[Stored data]
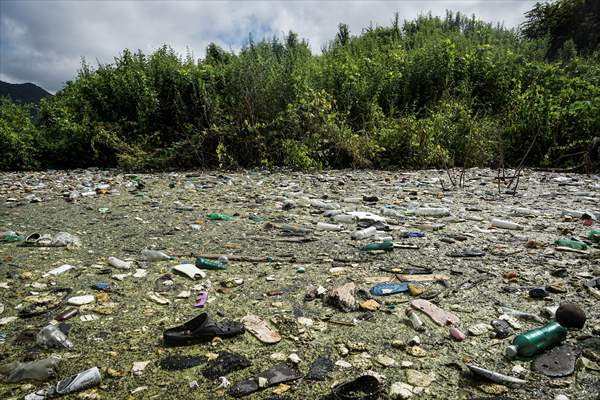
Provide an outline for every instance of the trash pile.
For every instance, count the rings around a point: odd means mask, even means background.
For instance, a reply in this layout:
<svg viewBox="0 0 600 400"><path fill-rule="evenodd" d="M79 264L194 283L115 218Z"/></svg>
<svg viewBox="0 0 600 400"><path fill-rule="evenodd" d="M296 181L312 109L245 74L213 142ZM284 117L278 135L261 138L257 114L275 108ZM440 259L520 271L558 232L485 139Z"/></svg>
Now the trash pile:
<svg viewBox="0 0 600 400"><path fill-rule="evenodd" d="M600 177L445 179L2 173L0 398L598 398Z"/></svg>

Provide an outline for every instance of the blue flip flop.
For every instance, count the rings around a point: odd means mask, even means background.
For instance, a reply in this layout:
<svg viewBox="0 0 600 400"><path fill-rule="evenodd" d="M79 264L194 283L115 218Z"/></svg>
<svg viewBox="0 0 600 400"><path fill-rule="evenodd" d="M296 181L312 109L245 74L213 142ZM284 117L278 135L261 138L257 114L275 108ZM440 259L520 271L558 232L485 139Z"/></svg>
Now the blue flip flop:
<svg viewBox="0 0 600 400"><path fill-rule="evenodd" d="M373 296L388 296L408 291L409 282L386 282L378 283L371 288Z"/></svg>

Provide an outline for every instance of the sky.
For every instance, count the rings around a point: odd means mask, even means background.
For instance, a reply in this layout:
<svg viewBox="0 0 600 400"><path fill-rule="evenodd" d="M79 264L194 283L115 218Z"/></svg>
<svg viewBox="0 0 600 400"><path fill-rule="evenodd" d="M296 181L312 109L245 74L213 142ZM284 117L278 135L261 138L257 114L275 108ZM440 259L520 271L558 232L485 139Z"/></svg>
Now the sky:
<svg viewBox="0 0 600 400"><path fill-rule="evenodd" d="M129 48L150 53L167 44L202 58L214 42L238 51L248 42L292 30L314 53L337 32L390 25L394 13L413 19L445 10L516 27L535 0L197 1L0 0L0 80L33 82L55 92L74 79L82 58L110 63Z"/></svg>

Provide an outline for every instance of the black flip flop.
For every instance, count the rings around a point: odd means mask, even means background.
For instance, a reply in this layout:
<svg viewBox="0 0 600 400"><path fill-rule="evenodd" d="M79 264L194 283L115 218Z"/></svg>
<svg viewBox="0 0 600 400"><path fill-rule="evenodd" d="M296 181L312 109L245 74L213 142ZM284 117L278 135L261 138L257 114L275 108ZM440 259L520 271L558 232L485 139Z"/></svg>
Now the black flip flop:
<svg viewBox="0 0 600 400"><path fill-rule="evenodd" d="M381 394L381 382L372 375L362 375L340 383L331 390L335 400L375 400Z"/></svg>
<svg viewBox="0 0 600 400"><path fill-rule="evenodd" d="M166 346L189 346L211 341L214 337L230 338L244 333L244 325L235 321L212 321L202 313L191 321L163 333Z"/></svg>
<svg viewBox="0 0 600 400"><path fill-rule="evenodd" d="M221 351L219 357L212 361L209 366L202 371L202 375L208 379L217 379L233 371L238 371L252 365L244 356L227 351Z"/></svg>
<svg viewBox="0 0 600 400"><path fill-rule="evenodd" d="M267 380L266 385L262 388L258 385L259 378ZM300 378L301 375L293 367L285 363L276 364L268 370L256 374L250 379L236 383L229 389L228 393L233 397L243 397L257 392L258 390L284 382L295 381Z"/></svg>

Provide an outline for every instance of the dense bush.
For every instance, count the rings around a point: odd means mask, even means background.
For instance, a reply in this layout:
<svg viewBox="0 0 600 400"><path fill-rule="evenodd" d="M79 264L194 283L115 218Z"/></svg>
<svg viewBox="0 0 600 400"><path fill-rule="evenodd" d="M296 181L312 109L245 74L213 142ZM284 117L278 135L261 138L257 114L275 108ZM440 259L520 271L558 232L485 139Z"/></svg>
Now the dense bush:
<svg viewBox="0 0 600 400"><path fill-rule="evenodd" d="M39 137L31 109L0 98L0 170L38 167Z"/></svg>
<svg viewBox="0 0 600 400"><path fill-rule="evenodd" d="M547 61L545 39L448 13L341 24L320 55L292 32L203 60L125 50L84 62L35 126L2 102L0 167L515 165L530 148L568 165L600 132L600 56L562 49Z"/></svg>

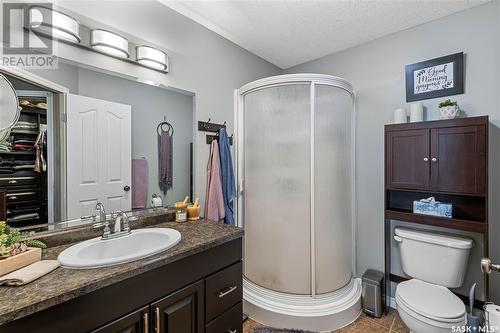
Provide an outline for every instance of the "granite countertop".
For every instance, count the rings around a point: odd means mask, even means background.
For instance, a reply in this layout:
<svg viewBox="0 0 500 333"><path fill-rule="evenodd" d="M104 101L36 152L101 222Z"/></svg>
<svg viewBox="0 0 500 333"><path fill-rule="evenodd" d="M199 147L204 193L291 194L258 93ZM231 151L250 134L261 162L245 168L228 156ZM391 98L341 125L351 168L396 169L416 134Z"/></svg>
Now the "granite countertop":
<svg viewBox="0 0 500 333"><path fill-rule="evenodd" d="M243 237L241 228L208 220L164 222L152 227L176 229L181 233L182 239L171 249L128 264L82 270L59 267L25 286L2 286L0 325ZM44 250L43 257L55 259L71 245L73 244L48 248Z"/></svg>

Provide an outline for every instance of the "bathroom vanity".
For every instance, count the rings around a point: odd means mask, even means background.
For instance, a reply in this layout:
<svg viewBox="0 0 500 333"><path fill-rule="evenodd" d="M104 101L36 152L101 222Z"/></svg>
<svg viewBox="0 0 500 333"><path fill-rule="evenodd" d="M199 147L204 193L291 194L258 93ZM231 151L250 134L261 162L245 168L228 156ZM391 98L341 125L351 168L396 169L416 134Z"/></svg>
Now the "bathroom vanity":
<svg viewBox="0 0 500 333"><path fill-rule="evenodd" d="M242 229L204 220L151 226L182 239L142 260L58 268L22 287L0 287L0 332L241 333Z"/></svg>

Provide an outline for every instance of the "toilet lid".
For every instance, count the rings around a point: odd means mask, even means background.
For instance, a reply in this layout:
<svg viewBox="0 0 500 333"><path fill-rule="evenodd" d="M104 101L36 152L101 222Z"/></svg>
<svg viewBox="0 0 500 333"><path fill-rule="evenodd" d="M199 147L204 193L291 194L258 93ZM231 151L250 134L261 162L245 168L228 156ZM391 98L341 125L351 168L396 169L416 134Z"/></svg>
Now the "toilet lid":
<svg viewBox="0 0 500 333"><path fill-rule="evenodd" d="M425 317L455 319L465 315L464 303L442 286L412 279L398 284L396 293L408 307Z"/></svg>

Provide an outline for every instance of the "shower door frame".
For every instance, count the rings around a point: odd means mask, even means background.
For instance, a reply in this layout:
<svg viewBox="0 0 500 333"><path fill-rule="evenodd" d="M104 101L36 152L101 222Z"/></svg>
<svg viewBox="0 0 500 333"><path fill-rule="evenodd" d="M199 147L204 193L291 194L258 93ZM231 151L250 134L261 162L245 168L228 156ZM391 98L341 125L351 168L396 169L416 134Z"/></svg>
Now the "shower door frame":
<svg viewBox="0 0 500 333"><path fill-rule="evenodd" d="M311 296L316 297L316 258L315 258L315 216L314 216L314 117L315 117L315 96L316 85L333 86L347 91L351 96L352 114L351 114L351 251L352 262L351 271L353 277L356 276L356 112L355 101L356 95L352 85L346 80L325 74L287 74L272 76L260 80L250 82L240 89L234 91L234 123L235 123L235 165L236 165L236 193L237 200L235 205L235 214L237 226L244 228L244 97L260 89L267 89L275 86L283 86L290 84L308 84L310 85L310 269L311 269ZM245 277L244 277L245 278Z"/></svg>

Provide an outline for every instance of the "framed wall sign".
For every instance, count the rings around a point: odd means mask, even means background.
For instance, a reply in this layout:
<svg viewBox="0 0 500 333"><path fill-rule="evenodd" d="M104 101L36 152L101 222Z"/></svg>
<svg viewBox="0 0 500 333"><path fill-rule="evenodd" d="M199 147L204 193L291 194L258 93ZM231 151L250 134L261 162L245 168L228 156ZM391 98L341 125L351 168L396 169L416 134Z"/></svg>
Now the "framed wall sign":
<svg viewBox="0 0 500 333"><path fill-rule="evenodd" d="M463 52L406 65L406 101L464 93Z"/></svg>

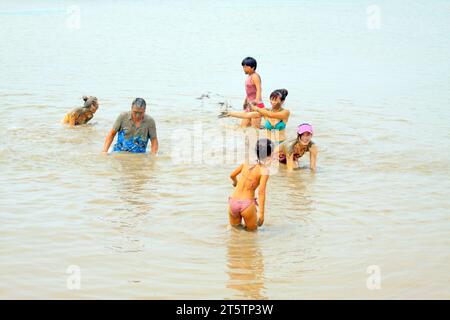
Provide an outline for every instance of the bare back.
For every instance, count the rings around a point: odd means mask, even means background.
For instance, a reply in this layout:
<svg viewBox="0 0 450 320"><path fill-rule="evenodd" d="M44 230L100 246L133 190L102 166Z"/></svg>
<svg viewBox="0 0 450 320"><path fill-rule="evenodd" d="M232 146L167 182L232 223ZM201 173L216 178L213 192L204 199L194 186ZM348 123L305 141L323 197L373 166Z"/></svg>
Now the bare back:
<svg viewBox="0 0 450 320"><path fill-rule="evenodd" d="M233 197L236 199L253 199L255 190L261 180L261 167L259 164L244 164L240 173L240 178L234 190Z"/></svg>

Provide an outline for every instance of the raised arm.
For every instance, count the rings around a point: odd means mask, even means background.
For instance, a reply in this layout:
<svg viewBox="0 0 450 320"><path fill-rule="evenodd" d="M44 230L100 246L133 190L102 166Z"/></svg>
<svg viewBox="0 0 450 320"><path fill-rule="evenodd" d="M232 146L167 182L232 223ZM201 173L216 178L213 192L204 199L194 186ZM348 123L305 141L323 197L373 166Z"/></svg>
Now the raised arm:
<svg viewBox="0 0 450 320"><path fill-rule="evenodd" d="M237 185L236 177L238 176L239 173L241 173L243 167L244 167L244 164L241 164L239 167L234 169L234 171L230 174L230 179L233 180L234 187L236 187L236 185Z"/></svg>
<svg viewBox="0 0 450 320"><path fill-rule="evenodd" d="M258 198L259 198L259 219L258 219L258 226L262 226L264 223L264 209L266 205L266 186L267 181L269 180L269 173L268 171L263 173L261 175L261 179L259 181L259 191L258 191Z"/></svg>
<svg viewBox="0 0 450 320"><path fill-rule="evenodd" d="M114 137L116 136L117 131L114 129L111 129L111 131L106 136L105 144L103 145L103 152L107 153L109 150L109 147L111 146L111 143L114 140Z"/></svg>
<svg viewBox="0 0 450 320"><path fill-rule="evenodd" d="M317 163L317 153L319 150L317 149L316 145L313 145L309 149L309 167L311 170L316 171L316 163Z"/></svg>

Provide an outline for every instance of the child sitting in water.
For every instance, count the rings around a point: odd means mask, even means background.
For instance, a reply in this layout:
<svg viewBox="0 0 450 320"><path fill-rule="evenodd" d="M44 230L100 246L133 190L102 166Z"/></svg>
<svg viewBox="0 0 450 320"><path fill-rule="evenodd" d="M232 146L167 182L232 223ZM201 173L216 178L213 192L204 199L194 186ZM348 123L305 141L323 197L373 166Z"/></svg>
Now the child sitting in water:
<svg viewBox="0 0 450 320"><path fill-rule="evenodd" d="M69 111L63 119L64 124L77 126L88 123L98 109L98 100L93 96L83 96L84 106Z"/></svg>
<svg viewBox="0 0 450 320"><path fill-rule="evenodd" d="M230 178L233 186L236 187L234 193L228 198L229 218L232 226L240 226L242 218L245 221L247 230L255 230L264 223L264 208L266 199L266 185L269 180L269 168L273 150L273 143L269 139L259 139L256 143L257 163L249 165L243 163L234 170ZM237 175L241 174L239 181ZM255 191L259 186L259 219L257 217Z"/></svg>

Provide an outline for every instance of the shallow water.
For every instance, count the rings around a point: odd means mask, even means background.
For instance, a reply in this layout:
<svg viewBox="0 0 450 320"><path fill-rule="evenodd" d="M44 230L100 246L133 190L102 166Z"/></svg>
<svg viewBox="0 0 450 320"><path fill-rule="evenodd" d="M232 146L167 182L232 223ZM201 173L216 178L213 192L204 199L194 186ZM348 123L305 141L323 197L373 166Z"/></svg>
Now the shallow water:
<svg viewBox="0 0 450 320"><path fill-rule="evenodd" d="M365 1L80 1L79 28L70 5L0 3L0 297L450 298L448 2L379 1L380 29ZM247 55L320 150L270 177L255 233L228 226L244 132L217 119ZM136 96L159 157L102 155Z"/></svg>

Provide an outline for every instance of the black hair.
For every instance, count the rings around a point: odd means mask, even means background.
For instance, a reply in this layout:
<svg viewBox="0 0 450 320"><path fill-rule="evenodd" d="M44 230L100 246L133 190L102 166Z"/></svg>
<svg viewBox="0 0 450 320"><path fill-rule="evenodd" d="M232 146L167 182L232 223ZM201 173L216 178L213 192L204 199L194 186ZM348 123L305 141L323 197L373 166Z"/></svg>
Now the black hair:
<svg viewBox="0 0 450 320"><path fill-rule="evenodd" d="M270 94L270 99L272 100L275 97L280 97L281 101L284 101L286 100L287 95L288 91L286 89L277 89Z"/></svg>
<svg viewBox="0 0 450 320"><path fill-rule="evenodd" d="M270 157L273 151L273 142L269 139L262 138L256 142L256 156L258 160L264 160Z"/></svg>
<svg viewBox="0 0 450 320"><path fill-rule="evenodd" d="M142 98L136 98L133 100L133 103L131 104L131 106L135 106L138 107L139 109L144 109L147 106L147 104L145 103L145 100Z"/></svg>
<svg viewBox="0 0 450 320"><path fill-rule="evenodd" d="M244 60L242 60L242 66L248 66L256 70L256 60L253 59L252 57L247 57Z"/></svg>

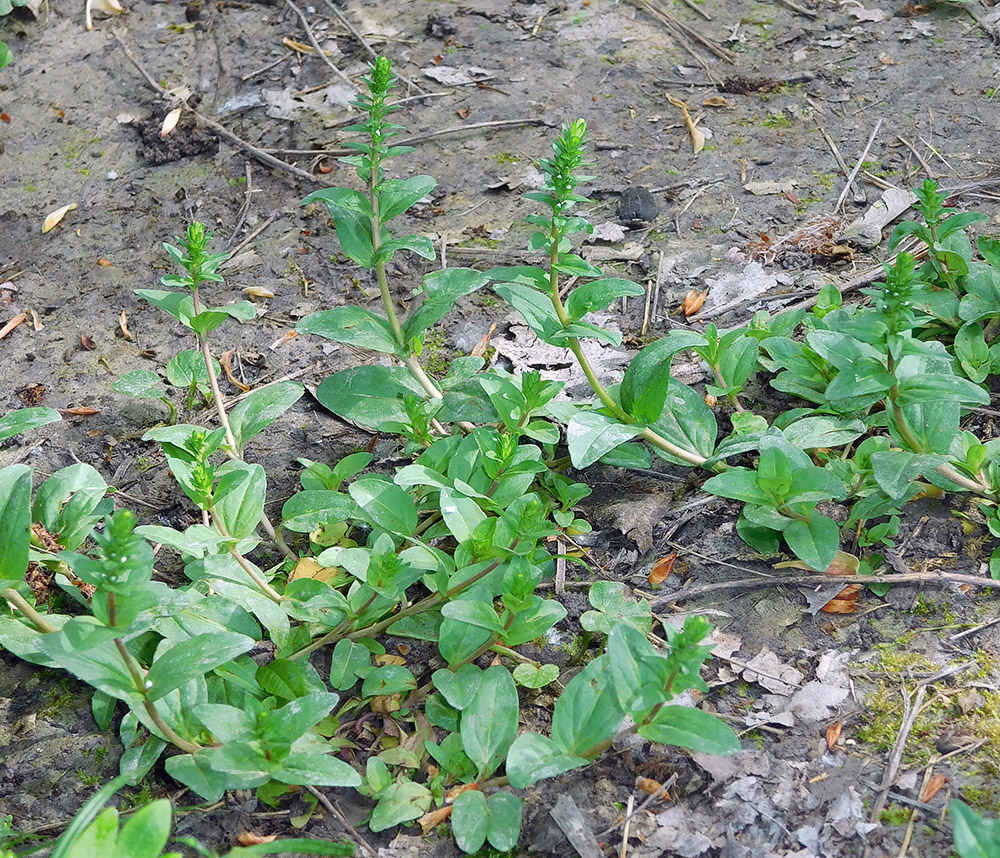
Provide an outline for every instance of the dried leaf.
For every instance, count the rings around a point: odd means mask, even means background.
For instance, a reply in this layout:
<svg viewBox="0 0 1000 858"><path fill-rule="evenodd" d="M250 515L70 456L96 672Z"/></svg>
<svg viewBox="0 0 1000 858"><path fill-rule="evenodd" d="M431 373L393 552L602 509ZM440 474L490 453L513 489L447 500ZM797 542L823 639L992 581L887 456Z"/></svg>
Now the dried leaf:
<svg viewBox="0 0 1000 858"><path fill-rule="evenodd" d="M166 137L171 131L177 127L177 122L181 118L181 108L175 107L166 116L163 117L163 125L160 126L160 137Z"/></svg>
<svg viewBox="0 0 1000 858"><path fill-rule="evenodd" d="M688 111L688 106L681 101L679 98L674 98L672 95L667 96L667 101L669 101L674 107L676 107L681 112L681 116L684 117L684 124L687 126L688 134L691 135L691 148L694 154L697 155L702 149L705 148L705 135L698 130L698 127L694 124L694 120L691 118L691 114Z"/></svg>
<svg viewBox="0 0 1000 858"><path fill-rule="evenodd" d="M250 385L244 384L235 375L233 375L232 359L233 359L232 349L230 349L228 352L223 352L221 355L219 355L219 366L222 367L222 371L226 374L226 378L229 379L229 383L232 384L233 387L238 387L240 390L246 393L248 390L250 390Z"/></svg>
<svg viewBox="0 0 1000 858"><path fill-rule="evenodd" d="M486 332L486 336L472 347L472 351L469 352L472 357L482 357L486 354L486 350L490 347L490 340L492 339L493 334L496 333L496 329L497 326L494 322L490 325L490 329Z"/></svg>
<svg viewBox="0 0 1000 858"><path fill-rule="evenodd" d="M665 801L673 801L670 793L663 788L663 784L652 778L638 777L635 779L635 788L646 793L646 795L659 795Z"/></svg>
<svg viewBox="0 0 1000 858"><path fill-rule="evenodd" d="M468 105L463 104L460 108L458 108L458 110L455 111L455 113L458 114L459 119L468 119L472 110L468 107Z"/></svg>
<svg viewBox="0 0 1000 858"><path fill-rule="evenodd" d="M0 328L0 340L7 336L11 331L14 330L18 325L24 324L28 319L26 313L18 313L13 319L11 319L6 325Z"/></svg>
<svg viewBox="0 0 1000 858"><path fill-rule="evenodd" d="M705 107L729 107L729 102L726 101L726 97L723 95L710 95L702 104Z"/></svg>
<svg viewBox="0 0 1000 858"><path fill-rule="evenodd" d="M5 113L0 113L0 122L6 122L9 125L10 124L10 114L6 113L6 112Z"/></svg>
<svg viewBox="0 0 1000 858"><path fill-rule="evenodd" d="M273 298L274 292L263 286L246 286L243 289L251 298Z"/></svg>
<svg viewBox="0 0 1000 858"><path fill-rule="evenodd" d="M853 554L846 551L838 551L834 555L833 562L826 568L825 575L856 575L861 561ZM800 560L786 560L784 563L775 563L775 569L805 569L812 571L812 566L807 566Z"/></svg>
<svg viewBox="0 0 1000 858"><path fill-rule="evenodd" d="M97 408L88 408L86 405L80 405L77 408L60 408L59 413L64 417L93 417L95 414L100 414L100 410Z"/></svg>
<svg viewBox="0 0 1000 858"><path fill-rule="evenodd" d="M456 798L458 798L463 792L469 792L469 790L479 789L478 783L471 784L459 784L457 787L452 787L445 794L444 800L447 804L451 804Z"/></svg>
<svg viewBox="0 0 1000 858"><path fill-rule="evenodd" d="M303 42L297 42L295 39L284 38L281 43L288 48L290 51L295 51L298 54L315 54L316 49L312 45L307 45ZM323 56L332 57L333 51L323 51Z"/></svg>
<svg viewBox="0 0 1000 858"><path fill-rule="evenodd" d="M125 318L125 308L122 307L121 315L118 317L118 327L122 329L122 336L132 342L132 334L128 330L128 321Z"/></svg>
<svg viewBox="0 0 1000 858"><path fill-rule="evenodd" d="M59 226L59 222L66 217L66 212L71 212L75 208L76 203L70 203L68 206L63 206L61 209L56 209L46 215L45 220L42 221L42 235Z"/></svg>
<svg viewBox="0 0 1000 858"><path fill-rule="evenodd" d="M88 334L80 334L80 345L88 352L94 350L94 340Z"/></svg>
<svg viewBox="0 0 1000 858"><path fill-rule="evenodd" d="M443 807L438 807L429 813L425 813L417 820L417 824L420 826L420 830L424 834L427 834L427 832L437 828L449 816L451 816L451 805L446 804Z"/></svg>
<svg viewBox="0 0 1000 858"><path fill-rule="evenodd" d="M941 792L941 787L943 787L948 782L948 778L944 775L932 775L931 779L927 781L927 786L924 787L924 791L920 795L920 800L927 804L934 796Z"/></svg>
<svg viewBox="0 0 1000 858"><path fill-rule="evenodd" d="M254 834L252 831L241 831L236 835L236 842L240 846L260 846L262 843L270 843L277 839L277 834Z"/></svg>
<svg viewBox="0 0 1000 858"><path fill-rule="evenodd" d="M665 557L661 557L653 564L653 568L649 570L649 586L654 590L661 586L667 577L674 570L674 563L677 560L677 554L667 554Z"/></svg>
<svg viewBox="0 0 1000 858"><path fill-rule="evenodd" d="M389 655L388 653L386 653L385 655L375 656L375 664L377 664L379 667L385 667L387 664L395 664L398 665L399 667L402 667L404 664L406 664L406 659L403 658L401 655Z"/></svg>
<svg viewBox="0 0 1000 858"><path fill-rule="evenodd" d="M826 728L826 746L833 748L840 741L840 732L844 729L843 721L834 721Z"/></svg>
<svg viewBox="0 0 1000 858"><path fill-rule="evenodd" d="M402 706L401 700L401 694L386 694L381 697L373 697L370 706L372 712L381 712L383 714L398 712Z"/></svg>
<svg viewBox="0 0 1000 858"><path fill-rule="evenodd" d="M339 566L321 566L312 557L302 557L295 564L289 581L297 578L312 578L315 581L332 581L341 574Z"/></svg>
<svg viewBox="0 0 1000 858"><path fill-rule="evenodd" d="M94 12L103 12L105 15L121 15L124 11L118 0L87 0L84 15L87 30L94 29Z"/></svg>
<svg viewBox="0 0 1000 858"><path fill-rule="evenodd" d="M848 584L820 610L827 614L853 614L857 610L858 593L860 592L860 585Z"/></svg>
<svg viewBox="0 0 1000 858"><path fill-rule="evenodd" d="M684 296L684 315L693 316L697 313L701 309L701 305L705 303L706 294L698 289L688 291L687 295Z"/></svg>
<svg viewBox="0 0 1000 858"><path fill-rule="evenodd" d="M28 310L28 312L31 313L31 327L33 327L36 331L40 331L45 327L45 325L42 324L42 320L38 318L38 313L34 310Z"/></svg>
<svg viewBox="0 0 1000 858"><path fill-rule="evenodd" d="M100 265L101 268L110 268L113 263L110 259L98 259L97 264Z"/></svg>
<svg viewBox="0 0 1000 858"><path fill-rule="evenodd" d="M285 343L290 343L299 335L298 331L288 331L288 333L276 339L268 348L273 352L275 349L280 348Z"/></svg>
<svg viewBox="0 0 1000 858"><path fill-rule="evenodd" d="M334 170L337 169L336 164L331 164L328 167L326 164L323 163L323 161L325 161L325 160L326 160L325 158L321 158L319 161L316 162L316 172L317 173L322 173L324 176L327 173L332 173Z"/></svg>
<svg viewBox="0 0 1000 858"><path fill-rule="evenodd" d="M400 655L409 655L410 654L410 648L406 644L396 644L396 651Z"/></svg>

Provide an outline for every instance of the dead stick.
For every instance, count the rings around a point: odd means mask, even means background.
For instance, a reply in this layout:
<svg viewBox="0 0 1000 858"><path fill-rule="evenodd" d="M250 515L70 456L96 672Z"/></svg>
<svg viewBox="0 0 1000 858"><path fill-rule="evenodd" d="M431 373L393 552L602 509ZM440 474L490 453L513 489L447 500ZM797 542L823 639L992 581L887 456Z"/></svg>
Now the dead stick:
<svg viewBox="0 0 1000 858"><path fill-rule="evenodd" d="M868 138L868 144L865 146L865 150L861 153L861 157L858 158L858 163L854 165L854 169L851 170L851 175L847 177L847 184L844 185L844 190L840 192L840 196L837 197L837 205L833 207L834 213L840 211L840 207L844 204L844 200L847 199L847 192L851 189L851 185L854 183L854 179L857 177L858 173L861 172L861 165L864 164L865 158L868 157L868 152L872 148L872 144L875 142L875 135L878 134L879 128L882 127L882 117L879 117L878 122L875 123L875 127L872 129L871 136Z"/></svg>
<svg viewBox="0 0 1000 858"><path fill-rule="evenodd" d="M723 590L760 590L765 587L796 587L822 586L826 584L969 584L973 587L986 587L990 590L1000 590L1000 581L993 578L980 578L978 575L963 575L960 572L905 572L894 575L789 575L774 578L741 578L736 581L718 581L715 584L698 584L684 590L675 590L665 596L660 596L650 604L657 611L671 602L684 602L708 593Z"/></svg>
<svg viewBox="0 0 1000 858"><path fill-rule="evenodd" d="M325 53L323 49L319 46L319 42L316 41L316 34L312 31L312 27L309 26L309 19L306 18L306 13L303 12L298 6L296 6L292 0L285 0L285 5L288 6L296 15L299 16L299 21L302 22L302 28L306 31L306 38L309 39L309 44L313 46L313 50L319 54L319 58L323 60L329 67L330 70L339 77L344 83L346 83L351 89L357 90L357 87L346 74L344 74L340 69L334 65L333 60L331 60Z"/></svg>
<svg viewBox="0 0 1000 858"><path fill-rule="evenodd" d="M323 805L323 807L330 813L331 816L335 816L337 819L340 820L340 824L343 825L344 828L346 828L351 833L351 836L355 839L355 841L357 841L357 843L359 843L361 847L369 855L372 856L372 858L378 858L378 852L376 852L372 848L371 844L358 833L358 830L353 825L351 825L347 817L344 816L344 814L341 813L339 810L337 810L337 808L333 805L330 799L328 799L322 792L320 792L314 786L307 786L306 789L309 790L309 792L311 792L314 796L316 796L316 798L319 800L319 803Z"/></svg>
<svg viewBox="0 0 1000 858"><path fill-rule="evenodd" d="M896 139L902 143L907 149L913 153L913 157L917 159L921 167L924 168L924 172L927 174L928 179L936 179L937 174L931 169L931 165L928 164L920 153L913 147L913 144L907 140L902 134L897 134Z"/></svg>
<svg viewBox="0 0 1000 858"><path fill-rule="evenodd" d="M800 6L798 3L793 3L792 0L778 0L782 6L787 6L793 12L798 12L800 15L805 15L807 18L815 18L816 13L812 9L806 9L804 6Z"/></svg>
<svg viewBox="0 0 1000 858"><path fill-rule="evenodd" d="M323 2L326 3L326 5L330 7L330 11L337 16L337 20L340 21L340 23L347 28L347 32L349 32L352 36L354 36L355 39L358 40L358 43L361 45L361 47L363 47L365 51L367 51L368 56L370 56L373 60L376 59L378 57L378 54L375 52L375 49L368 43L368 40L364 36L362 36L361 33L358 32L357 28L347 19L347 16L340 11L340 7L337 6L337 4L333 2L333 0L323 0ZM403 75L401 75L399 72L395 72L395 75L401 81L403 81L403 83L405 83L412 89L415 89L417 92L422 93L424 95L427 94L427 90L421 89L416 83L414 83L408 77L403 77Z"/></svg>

How to complete this task: Hand back the exact lines from the start of the entries to the line with "Provide an outline for every instance of the sky.", both ends kept and pictures left out.

Response to this exercise:
Provide an outline for every instance of the trash pile.
For every instance, count the rings around a point: odd means mask, even means background.
For instance, a reply in this layout:
<svg viewBox="0 0 600 400"><path fill-rule="evenodd" d="M79 264L194 283L115 218Z"/></svg>
<svg viewBox="0 0 600 400"><path fill-rule="evenodd" d="M296 181L312 109L245 74L213 142ZM284 117L278 135L261 138L257 114L275 108ZM440 259L520 271L558 232L485 139Z"/></svg>
Now the trash pile:
<svg viewBox="0 0 600 400"><path fill-rule="evenodd" d="M600 177L445 179L2 173L0 398L598 398Z"/></svg>

Provide an outline for every instance of the blue flip flop.
For every instance, count the rings around a point: odd means mask, even means background.
For instance, a reply in this layout:
<svg viewBox="0 0 600 400"><path fill-rule="evenodd" d="M79 264L194 283L115 218Z"/></svg>
<svg viewBox="0 0 600 400"><path fill-rule="evenodd" d="M296 181L312 109L245 74L213 142ZM284 117L278 135L261 138L257 114L275 108ZM440 259L520 271L558 232L485 139Z"/></svg>
Now the blue flip flop:
<svg viewBox="0 0 600 400"><path fill-rule="evenodd" d="M373 296L388 296L408 291L409 282L386 282L378 283L371 288Z"/></svg>

Provide an outline for every instance of the sky.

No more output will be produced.